*** Data provided ***
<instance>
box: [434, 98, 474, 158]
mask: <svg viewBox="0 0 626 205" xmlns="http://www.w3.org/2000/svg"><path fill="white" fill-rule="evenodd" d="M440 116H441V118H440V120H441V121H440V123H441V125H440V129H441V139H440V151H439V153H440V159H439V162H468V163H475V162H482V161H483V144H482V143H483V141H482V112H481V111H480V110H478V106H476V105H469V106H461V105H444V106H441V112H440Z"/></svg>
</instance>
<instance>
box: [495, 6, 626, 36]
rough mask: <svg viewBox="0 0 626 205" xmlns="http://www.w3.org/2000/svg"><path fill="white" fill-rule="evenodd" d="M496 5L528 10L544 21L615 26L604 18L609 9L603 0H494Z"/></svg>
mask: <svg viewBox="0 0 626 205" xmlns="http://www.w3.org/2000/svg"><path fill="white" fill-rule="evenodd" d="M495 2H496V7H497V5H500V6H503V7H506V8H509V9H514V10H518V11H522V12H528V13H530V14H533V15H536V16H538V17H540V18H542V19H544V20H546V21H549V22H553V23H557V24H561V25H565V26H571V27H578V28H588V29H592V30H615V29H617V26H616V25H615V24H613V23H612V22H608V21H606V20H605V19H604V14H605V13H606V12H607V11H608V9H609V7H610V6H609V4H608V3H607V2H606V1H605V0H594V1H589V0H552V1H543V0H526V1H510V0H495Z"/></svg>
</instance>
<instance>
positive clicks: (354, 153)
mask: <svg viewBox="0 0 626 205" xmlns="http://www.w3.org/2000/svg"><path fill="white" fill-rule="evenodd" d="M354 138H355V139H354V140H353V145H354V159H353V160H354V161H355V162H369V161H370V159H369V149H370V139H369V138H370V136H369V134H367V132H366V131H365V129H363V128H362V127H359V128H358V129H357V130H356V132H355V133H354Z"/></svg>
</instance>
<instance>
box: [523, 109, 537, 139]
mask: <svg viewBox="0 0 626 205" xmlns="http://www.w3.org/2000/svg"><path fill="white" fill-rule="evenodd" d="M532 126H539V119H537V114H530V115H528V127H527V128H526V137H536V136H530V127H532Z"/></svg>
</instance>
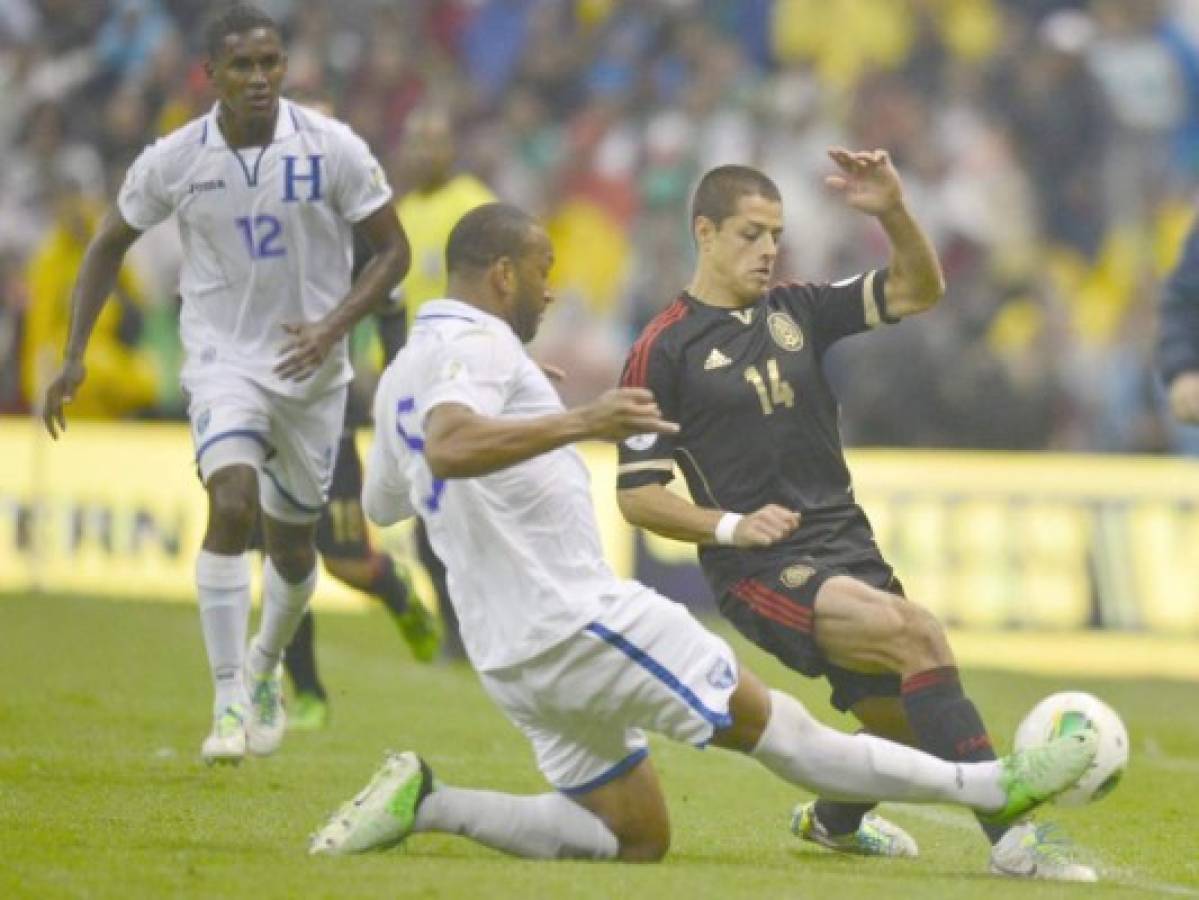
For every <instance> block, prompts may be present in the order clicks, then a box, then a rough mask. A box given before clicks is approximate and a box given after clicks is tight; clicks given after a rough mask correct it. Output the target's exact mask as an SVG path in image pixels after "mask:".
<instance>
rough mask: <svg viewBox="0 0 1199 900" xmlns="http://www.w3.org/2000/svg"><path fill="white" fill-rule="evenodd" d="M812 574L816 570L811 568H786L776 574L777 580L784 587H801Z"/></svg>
mask: <svg viewBox="0 0 1199 900" xmlns="http://www.w3.org/2000/svg"><path fill="white" fill-rule="evenodd" d="M814 574H817V570H815V569H814V568H812V567H811V566H788V567H787V568H785V569H783V570H782V572H781V573H778V580H779V581H782V582H783V586H784V587H803V585H806V584H807V581H808V579H809V578H812V576H813V575H814Z"/></svg>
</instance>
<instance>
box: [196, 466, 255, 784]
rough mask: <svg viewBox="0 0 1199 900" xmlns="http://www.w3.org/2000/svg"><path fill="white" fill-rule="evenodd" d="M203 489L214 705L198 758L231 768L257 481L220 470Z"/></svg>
mask: <svg viewBox="0 0 1199 900" xmlns="http://www.w3.org/2000/svg"><path fill="white" fill-rule="evenodd" d="M230 443H231V442H230ZM217 446H219V445H217ZM223 449H229V447H228V446H227V447H224V448H223ZM211 455H212V457H215V455H216V454H211ZM205 490H206V493H207V496H209V520H207V527H206V530H205V533H204V543H203V549H201V550H200V554H199V556H198V557H197V561H195V592H197V598H198V603H199V611H200V626H201V628H203V630H204V647H205V650H206V652H207V657H209V669H210V671H211V674H212V687H213V694H215V700H213V725H212V732H211V733H210V735H209V736H207V738H205V741H204V747H203V748H201V750H200V755H201V757H203V759H204V761H205V762H207V763H209V765H212V763H234V765H236V763H239V762H241V760H242V757H243V756H245V755H246V717H247V711H248V707H249V697H248V696H247V694H246V687H245V682H243V681H242V677H241V671H242V663H243V654H245V647H246V628H247V623H248V618H249V560H248V558H247V557H246V552H245V551H246V543H247V540H248V539H249V532H251V530H252V527H253V524H254V518H255V517H257V515H258V476H257V473H255V471H254V469H253V466H251V465H242V464H231V465H225V466H222V467H218V469H216V470H215V471H211V472H210V473H209V476H207V479H206V482H205Z"/></svg>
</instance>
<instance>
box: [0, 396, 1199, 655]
mask: <svg viewBox="0 0 1199 900" xmlns="http://www.w3.org/2000/svg"><path fill="white" fill-rule="evenodd" d="M363 440H368V436H364V437H363ZM584 452H585V455H586V458H588V463H589V466H590V469H591V473H592V493H594V495H595V499H596V508H597V513H598V518H599V525H601V532H602V534H603V542H604V548H605V551H607V554H608V557H609V561H610V562H611V563H613V566H614V568H615V569H616V572H617V573H620V574H621V575H625V576H632V575H640V574H641V573H643V569H646V568H652V570H653V572H655V573H658V575H659V576H658V578H657V582H658V586H659V587H661V588H662V590H663V591H665V592H667V593H674V594H677V591H674V590H671V582H673V581H674V578H673V576H671V573H675V572H677V573H679V574H680V575H685V574H687V573H689V574H691V576H692V580H691V581H689V584H694V578H693V575H694V548H692V546H689V545H686V544H679V543H675V542H670V540H665V539H662V538H656V537H652V536H643V537H641V538H640V539H637V538H635V536H634V533H633V531H632V530H631V528H628V526H627V525H625V523H623V521H622V520H621V518H620V513H619V511H617V509H616V503H615V494H614V489H613V484H614V482H615V453H614V451H613V448H611V447H609V446H603V445H595V446H586V447H585V448H584ZM0 459H2V460H4V465H2V466H0V591H20V592H25V591H30V590H44V591H55V592H79V593H89V594H113V596H121V597H144V598H147V599H188V598H191V597H192V567H193V564H194V558H195V551H197V548H198V546H199V543H200V539H201V537H203V532H204V520H205V497H204V493H203V490H201V489H200V485H199V482H198V481H197V478H195V471H194V466H193V463H192V448H191V441H189V437H188V434H187V430H186V428H185V427H182V425H177V424H92V423H84V422H78V423H72V424H71V425H70V431H68V433H67V434H66V436H65V437H64V439H62V440H60V441H59V442H56V443H55V442H53V441H50V440H49V439H48V437H47V436H46V435H44V433H42V430H41V428H40V427H35V423H34V422H31V421H29V419H22V418H2V419H0ZM850 467H851V471H852V472H854V475H855V488H856V493H857V496H858V500H860V501H861V502H862V505H863V507H864V508H866V511H867V513H868V514H869V517H870V520H872V521H873V524H874V526H875V530H876V533H878V538H879V543H880V545H881V548H882V550H884V552H885V554H886V556H887V558H888V560H890V561H891V562H892V563H893V564H894V567H896V569H897V572H898V574H899V576H900V579H902V580H903V582H904V585H905V587H906V591H908V593H909V596H911V597H912V598H914V599H918V600H920V602H921V603H923V604H926V605H928V606H929V608H930V609H933V610H934V611H935V612H936V614H938V615H939V616H941V617H942V618H944V620H945V621H946V622H948V623H951V624H957V626H964V627H971V628H1029V629H1034V628H1035V629H1047V628H1048V629H1077V628H1086V627H1095V626H1105V627H1115V628H1128V629H1145V630H1151V632H1158V633H1163V634H1173V635H1181V634H1192V635H1193V634H1199V463H1194V461H1191V460H1180V459H1156V458H1117V457H1067V455H1052V454H988V453H959V452H929V451H857V452H854V453H851V454H850ZM380 538H381V540H382V542H384V544H385V545H387V546H388V548H392V549H403V548H404V546H405V545H406V542H408V528H406V527H404V526H400V527H399V528H396V530H388V532H387V533H385V534H381V536H380ZM663 572H664V573H667V574H665V575H664V576H661V573H663ZM679 599H685V600H686V599H693V598H688V597H679ZM318 602H319V603H321V604H333V605H345V604H356V603H361V600H360V599H357V597H356V594H354V593H353V592H350V591H348V590H347V588H343V587H341V586H339V585H337V584H336V582H335V581H333V580H332V579H329V578H326V579H323V580H321V587H320V593H319V597H318Z"/></svg>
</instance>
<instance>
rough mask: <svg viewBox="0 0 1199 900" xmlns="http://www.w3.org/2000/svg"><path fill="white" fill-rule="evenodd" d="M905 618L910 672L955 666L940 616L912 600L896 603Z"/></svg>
mask: <svg viewBox="0 0 1199 900" xmlns="http://www.w3.org/2000/svg"><path fill="white" fill-rule="evenodd" d="M896 606H897V609H898V610H899V612H900V615H902V617H903V632H902V652H903V656H904V669H905V670H906V671H922V670H924V669H934V668H938V666H942V665H952V663H953V654H952V652H951V651H950V642H948V639H947V638H946V636H945V628H944V627H942V626H941V623H940V622H939V621H938V618H936V616H934V615H933V614H932V612H929V611H928V610H927V609H924V608H923V606H920V605H917V604H915V603H910V602H908V600H897V604H896Z"/></svg>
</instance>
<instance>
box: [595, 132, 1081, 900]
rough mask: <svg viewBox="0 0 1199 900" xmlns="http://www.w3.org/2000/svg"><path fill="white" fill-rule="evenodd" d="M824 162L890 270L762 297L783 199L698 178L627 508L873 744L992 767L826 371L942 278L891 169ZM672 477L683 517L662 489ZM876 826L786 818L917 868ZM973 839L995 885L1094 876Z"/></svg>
*** End of Data provided ***
» Aim of the task: List every line of the entries above that contains the string "clicks", treating uppercase and lowercase letters as distinct.

» Solution below:
positive clicks: (354, 153)
For every <instance> block, prompts may be present in the order clicks, then a box, then a rough mask. A box given before clicks is approximate and a box given after clicks is tight; clicks given after a rough mask correct it. Output the target's exact mask as an SVG path in image pixels after "mask:".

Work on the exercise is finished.